**Passage shown:**
☆ ☆ ☆ ☆ ☆

The University of Cambridge has announced the launch of a brand-new undergraduate degree that will merge arts and science in order to address some of the world’s most pressing challenges, including the race to net zero.
The first course designed from scratch at the university for several years, the four-year Design Tripos brings together architecture, engineering and materials science in a single degree.Featuring a blend of technical content and design freedom, the course will offer students a different kind of creativity and a new approach to tackling a variety of societal and environmental issues, including poverty and climate action.
As well as teaching the more hands-on elements relating to the practices of design, the course will also explore the ways in which design influences people, economies and the natural world, the four-year degree through problem-based learning projects. Studio work and practical skills, including drawing, writing, coding and fabricating, will complement taught courses in the humanities, social and natural sciences, and mathematics, bringing a historical, cultural, ecological and economic context to the practice of design.
‘It’s pioneering – we’re merging the arts and sciences under the umbrella of creativity and design, and constructing the course to be as open and interesting as possible,’ said Professor Michael Ramage, director of Cambridge’s Centre for Natural Material Innovation, and deputy head of the university’s Department of Architecture. ‘We don’t know of any other single degree course that brings these three subjects together like this.’
According to Ramage, delivering clean growth and a circular economy requires not just specific technical expertise but a holistic understanding of the world. The COVID pandemic response, he pointed out, is an illustration of how rapid solutions arise from the confluence of different fields.
‘Pressing challenges – such as achieving net-zero greenhouse-gas emissions by 2050 and reaching sustainable development for all – are likely to be addressed directly as design challenges, rather than as separate mathematical or engineering challenges,’ he said. ‘They don’t fit into a neat academic box; unlocking creativity requires collaboration and knowledge across a variety of disciplines.’
The first iteration of the course will begin in October 2024, with an intake of about 45 students. The Design Tripos is a four-year undergraduate, integrated Master’s degree. The set-up is similar to that of the current Engineering Tripos – students who complete three years will receive a Bachelor’s degree (BDes), while those who complete the fourth year – which will include the production of a specialist dissertation – will receive a Master of Design (MDes) degree. The MDes programme has been developed by the Department of Architecture in collaboration with the Departments of Engineering and Materials Science and Metallurgy, amid a growing desire among students in these fields to blend elements of the different subject areas. Most students are expected to complete all four years.

☆ ☆ ☆ ☆ ☆

**Provided material:**

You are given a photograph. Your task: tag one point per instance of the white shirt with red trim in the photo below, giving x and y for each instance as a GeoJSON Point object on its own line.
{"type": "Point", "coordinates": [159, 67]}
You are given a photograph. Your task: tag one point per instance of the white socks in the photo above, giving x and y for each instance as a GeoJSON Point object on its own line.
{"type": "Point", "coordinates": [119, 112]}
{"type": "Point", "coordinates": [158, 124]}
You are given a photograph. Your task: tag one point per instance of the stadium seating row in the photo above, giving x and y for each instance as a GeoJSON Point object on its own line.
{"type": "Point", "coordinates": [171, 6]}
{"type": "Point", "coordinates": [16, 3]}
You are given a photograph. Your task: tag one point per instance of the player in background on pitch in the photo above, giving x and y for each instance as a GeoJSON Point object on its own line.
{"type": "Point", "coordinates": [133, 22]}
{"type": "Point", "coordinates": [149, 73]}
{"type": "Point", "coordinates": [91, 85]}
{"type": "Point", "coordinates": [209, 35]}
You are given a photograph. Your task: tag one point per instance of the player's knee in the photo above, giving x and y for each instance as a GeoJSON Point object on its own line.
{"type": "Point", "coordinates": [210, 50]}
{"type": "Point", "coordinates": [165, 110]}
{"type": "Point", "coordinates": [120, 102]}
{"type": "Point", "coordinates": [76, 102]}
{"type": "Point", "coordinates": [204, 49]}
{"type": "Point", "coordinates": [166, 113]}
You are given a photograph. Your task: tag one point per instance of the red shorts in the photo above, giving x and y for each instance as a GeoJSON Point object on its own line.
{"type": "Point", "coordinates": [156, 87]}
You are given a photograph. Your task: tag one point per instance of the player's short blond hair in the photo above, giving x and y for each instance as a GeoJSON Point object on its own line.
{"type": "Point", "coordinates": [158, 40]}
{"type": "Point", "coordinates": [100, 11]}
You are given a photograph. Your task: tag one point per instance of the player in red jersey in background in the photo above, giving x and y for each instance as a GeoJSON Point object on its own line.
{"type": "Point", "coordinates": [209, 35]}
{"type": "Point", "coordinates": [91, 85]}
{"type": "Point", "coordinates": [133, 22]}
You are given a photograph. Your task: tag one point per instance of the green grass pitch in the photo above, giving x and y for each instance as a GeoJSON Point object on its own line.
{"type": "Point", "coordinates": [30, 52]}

☆ ☆ ☆ ☆ ☆

**Work instruction:** Write out the Design Tripos text from "As well as teaching" to "practice of design.". Draw only on the Design Tripos text, not on the lines.

**Expected output:**
As well as teaching the more hands-on elements relating to the practices of design, the course will also explore the ways in which design influences people, economies and the natural world, the four-year degree through problem-based learning projects. Studio work and practical skills, including drawing, writing, coding and fabricating, will complement taught courses in the humanities, social and natural sciences, and mathematics, bringing a historical, cultural, ecological and economic context to the practice of design.